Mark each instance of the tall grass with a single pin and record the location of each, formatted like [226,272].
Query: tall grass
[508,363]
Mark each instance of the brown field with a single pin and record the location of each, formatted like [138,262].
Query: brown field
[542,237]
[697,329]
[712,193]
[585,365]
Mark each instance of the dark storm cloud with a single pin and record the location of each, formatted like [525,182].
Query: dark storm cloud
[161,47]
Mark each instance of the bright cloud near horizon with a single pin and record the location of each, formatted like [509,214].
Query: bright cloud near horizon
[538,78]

- - - - - - -

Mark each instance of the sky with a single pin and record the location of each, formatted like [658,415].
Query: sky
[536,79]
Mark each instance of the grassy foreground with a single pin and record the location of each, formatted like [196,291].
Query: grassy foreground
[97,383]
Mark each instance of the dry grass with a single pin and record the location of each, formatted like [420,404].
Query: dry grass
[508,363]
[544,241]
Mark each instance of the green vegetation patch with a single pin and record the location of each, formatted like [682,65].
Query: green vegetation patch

- - - - - - -

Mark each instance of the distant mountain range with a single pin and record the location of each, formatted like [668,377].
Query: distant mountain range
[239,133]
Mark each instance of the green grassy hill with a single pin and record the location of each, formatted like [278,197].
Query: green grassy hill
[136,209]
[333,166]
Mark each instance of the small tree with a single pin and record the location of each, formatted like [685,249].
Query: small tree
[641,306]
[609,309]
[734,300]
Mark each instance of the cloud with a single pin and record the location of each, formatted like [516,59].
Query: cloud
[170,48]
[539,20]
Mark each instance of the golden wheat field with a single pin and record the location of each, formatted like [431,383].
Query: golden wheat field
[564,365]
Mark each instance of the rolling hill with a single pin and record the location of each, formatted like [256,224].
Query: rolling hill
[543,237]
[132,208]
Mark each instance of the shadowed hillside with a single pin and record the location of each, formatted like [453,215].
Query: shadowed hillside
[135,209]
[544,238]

- - - - - - -

Copy out word for word the lines above, from the line containing "Mark each instance of the green vegetation" up to and including the line containing "Query: green vegetation patch".

▶ _REPLY_
Mark each instance of the green vegetation patch with a single pin and record the location of each, formatted like [682,65].
Query: green vegetation patch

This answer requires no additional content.